WORK INSTRUCTIONS:
Retype the lines below verbatim, starting at the first line and ending at the line that contains "263,175,379,211", both included.
-------- MATERIAL
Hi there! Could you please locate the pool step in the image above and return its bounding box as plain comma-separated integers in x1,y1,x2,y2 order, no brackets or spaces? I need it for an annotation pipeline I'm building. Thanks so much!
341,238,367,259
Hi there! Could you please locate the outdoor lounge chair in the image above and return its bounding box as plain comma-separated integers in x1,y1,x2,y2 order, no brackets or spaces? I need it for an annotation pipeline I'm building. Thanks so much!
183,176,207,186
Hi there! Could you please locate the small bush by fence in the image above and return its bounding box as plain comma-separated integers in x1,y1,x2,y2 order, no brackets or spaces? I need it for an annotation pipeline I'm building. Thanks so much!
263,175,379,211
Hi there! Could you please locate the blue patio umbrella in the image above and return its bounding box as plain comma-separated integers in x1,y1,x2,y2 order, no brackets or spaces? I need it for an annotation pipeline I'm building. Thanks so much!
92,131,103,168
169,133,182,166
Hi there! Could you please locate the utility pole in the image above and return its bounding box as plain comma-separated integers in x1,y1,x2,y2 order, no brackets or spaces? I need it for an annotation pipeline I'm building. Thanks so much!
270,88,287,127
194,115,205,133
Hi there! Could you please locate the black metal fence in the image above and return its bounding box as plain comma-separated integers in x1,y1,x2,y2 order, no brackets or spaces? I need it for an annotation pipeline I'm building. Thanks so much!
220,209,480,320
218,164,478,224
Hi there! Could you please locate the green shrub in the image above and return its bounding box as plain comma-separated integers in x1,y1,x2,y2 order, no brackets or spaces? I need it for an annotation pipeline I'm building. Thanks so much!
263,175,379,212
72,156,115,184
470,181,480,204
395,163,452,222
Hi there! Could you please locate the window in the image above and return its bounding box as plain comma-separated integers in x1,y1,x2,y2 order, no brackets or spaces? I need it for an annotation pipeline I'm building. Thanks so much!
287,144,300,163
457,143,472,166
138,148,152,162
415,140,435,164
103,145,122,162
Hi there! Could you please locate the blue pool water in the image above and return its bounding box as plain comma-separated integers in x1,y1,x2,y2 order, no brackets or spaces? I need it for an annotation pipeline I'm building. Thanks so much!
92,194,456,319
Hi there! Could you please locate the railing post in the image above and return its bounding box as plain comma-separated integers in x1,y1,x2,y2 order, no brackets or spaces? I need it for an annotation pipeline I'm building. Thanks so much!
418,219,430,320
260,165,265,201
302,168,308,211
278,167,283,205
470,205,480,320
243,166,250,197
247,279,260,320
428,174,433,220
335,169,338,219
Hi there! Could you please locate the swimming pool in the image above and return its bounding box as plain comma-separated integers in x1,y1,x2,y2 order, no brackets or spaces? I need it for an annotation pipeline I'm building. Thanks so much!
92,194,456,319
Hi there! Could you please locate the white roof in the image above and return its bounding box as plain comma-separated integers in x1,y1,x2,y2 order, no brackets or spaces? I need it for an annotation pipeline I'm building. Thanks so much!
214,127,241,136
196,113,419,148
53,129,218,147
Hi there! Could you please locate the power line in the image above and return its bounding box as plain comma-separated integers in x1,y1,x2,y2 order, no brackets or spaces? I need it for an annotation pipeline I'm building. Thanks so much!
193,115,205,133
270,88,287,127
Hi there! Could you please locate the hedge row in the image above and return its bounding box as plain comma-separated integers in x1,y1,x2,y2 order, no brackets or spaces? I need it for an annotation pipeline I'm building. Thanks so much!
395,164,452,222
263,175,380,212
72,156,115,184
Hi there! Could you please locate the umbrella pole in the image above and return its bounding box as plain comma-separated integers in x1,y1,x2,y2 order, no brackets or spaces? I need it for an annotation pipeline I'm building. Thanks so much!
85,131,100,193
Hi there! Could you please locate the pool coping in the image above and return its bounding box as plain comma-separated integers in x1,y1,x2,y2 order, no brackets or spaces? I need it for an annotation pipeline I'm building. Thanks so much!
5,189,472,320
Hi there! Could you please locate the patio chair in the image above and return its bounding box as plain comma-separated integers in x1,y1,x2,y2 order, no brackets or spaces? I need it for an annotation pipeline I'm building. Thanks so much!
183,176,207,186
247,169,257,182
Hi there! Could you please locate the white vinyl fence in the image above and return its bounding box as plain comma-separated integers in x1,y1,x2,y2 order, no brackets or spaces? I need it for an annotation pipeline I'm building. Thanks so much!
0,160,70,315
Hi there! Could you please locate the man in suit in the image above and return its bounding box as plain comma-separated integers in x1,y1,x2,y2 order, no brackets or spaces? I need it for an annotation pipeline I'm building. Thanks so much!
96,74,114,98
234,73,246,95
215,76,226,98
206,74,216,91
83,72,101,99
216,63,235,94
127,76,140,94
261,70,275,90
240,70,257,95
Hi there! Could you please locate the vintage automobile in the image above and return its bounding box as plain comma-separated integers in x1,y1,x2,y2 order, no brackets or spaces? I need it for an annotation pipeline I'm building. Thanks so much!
----------------
SOLUTION:
Hi there! Could you please locate the pool step in the image above and return its bounding box as plain comma-separated integers in x1,y1,x2,y2 order, no brackets or spaces? I need it for an annotation pipeline I'm building. Thanks so much!
341,238,367,259
Hi there! Could you please locate the outdoor lounge chair in the image above and return its bounding box as plain comma-separated integers in x1,y1,x2,y2 order, no brackets or spaces? I need it for an annotation pipeline I'm building. Thanks so much!
183,176,207,186
Hi there! Could you please locate the small bush by fence in the image above and return its bounding box as plain comma-separated integers in x1,y1,x2,y2 order, no brackets or spaces? I need it for an annotation pipeline I'm building. Thanks so much!
263,175,379,211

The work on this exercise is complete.